▸ Task objective: Copy out the entries below word for word, from the line containing "In the picture above, where can the teal rosette" through the line containing "(477, 1282)", and nothing else.
** start of Excerpted data **
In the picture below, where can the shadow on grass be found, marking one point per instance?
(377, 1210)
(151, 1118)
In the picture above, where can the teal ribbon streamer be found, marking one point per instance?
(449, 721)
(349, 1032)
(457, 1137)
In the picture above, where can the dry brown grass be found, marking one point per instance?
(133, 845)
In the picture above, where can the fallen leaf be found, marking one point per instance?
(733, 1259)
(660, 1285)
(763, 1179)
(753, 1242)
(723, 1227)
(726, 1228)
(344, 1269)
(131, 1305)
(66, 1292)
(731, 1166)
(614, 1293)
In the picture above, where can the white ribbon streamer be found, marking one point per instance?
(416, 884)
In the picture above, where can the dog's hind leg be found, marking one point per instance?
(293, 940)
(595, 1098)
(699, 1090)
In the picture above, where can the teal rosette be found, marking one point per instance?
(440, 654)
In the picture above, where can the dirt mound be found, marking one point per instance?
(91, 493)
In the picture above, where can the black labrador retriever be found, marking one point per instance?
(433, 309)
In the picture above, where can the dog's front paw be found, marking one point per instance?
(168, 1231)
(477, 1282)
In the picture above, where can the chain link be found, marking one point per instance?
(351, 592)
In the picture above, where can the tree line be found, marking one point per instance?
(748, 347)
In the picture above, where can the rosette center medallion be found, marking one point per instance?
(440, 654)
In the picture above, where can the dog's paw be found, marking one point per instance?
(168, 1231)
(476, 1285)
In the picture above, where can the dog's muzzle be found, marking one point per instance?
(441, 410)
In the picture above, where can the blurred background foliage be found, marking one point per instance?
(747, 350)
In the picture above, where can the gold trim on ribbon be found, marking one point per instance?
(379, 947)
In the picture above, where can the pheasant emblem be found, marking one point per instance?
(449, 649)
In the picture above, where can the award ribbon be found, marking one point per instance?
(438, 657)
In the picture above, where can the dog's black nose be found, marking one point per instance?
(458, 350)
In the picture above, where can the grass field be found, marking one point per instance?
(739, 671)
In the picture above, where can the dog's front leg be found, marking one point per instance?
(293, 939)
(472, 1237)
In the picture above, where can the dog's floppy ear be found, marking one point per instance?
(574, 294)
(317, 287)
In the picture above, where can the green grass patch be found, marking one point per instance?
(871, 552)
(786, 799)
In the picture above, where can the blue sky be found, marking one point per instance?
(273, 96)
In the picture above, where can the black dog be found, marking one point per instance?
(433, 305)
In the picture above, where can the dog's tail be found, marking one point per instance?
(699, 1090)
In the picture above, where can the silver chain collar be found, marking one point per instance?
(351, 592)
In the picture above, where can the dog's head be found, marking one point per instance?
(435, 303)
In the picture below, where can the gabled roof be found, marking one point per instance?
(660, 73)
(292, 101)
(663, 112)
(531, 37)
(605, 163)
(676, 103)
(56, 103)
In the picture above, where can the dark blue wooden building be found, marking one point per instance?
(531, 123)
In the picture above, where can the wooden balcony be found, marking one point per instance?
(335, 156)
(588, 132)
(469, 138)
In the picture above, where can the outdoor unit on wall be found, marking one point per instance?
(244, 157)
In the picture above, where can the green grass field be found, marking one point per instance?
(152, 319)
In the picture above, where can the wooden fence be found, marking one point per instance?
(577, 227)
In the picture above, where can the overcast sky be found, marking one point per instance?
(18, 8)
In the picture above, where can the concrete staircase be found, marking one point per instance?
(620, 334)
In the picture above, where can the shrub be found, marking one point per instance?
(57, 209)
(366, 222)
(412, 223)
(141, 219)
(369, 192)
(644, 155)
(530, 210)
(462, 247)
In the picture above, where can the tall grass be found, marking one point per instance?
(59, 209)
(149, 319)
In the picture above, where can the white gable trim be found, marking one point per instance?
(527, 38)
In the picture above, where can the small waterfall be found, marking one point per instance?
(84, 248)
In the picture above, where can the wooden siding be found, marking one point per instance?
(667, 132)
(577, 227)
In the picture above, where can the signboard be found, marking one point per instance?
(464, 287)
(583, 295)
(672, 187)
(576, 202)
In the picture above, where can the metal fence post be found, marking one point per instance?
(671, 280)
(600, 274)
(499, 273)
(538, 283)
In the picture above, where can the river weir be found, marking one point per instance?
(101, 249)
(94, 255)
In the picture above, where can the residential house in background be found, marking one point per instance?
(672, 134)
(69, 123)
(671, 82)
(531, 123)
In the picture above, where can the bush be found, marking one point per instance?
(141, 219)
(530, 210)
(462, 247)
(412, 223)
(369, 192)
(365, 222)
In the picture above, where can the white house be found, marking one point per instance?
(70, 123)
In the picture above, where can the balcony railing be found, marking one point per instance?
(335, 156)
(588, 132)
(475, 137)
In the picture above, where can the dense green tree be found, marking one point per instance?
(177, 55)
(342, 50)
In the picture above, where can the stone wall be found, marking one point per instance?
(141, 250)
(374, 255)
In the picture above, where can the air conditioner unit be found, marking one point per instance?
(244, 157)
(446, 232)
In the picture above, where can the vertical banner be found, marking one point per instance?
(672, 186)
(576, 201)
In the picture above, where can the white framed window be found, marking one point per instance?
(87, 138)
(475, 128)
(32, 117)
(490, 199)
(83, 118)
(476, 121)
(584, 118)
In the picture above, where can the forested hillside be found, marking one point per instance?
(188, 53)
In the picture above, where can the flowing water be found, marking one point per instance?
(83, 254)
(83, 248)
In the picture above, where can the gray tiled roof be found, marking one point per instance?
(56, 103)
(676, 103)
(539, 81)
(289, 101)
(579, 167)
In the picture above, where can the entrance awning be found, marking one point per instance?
** end of Excerpted data **
▸ Result for this exercise:
In the picture above, where can the teal rosette be found, marking one point per instance?
(440, 654)
In the picture above, where can the dirt mound be found, marking one point per instance?
(91, 493)
In the picture above, where can the black labrador retriever be found, marking one point per instance?
(433, 309)
In the picture above, where can the dog's front paw be found, marking one point per instance?
(168, 1231)
(477, 1282)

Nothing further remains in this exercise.